Data for processing:
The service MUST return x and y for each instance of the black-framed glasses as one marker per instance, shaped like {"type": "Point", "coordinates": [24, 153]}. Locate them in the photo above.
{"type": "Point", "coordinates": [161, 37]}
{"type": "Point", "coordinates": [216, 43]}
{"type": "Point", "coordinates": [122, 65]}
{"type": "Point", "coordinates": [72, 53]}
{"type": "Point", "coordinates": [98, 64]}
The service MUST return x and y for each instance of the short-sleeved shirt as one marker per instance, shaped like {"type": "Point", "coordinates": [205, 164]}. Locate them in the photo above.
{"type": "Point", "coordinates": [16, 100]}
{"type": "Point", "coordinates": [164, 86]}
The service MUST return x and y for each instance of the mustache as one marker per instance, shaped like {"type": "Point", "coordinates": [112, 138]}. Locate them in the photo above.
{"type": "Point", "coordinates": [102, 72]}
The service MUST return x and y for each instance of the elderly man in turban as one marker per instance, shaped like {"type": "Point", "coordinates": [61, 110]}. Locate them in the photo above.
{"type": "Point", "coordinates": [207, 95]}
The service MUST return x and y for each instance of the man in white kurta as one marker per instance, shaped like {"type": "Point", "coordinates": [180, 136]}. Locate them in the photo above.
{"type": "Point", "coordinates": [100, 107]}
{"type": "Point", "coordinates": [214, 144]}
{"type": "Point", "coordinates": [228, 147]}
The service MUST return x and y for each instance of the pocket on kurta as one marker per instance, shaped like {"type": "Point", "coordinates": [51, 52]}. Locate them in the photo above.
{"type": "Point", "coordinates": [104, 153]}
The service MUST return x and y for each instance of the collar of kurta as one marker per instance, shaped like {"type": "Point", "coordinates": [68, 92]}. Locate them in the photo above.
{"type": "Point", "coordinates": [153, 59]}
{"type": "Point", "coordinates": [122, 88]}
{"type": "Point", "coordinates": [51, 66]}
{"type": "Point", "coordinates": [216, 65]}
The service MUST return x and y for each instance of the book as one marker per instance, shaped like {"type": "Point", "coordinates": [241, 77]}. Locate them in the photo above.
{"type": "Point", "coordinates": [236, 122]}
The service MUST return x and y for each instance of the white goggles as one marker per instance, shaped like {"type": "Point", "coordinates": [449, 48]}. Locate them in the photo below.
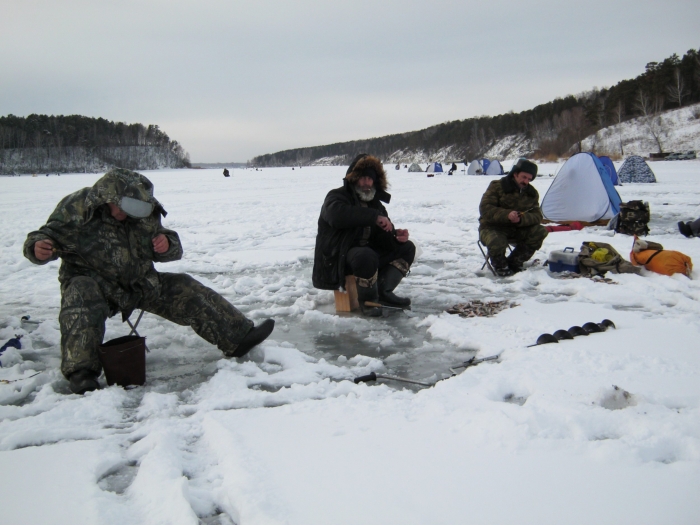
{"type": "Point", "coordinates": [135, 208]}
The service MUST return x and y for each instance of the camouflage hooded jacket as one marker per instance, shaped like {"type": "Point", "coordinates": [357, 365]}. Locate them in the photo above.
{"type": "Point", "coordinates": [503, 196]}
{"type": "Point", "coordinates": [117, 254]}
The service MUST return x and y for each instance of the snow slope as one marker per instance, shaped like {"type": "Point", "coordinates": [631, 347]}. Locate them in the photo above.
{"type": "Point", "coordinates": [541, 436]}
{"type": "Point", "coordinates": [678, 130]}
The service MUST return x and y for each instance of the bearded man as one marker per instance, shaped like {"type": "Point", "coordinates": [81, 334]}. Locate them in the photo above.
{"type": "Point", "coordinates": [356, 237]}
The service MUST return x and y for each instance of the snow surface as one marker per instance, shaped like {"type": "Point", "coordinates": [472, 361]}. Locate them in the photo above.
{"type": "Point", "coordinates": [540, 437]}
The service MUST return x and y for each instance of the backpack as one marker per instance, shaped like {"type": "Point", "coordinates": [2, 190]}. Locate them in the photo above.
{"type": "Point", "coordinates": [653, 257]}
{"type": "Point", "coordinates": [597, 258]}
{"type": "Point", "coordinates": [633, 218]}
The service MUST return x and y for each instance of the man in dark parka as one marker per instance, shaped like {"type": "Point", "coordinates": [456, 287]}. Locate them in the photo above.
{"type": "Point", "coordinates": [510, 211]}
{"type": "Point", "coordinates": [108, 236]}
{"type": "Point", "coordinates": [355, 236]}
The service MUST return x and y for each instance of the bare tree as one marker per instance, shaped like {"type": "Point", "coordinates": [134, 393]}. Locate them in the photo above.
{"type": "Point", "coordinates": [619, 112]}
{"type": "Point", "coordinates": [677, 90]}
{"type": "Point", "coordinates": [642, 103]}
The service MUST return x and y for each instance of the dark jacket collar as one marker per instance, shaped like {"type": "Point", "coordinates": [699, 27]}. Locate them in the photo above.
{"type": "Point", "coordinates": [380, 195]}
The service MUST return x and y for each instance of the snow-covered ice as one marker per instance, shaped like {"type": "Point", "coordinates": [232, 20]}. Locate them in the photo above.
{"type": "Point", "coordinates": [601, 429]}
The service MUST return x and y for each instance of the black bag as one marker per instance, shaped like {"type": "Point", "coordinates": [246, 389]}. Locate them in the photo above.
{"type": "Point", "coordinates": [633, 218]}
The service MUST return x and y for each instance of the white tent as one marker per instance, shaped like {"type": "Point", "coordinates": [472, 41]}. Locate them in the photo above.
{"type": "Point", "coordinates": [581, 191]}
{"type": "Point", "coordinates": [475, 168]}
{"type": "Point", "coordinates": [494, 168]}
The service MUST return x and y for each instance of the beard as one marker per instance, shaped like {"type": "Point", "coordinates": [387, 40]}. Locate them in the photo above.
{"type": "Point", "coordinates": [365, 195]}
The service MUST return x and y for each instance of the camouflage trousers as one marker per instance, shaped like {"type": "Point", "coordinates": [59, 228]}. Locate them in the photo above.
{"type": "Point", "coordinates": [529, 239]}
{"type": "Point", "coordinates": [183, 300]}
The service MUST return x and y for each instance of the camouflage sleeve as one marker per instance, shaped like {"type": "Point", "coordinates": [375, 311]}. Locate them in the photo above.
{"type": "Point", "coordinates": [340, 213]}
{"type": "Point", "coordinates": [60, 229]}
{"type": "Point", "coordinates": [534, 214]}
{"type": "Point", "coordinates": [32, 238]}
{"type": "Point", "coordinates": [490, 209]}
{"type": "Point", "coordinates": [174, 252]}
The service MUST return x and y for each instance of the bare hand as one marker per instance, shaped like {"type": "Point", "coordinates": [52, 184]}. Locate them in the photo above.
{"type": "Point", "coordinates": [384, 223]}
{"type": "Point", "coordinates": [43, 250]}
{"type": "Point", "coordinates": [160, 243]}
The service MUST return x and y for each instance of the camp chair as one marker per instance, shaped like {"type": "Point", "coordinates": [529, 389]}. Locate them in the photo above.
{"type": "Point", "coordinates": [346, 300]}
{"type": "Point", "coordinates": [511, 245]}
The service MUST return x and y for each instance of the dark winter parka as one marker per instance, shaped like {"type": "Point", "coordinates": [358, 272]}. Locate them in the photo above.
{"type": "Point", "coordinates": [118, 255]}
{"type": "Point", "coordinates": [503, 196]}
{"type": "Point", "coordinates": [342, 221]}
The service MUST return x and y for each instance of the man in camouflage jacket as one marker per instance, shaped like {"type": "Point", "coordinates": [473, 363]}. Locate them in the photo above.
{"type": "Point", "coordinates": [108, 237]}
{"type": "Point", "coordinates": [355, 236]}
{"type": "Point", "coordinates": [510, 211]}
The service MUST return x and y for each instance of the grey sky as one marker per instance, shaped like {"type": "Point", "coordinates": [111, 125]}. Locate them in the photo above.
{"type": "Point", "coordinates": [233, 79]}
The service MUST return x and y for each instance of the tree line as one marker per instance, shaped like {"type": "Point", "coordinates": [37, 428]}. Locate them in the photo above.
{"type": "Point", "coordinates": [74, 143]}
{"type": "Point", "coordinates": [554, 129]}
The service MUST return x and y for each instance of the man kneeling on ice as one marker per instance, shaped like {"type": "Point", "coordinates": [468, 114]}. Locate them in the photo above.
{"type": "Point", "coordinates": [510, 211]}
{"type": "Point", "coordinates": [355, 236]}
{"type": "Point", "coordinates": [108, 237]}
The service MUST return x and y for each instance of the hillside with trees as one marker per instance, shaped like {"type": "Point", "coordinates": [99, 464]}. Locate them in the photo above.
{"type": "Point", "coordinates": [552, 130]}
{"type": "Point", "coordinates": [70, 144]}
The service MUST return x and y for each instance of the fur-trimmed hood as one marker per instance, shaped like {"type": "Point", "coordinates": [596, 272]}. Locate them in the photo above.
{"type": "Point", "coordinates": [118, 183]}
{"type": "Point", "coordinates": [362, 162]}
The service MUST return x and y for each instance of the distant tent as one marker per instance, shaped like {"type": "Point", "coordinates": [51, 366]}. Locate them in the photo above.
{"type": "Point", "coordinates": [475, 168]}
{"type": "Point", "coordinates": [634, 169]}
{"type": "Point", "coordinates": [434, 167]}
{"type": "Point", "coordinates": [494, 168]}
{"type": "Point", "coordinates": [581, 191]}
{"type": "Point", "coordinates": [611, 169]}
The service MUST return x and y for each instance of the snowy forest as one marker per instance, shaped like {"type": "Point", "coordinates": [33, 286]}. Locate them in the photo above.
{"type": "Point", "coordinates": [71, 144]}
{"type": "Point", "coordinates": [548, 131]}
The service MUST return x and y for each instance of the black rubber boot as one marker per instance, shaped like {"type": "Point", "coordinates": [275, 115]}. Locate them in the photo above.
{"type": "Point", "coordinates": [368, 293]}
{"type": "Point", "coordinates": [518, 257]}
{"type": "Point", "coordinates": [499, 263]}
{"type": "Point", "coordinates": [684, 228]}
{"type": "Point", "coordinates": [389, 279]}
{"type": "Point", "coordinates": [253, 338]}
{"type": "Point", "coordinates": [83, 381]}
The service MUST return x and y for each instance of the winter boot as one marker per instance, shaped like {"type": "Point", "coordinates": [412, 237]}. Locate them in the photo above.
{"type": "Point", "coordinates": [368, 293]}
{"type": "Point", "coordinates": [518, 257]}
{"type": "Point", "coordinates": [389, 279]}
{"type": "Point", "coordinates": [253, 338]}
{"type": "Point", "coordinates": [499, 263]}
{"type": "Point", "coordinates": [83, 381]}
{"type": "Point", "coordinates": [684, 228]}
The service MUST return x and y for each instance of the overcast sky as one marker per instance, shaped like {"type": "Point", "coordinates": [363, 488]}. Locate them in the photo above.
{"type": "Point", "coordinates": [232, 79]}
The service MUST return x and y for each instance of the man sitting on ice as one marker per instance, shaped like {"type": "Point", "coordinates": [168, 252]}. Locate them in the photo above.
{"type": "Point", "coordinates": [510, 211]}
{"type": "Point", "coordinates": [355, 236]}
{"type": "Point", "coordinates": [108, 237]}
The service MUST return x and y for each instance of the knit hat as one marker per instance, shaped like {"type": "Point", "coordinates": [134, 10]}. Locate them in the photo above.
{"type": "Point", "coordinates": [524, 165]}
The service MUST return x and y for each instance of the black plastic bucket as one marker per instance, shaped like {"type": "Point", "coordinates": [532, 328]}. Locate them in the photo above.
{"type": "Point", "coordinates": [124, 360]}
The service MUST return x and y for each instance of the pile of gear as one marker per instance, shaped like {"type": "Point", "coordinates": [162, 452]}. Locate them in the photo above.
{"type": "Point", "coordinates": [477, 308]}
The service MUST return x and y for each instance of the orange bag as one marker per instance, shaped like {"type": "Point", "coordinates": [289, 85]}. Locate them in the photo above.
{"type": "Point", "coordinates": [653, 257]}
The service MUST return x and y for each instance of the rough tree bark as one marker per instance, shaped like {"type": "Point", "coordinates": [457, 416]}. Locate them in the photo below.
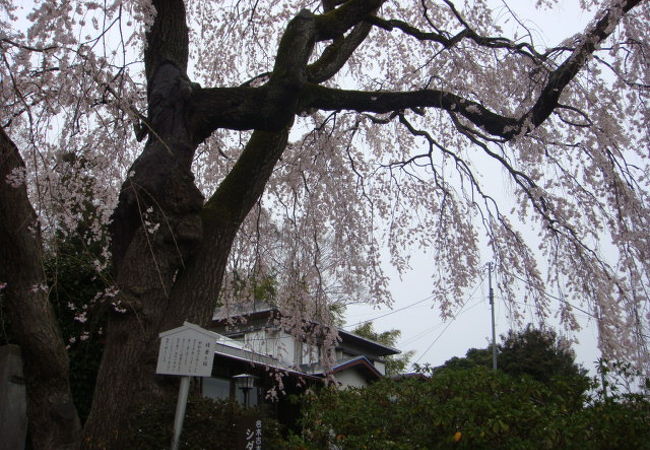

What is expected: Produce an exact reproduction of the lines from the line containing "of the pile" through the last line of the records. Any picture is left out.

The result:
The service MUST return x and y for each instance of the pile of gear as one marker per instance, shaped like {"type": "Point", "coordinates": [162, 452]}. Locate them in the photo above.
{"type": "Point", "coordinates": [477, 308]}
The service MUST return x and y for each instance of the orange bag as one marker per instance, shaped like {"type": "Point", "coordinates": [289, 85]}. Locate them in the photo above.
{"type": "Point", "coordinates": [653, 257]}
The service MUST return x and y for each instance of the rough tree bark as one marker per instance, shaped like {"type": "Point", "coordinates": [457, 416]}. Locate them in the photo below.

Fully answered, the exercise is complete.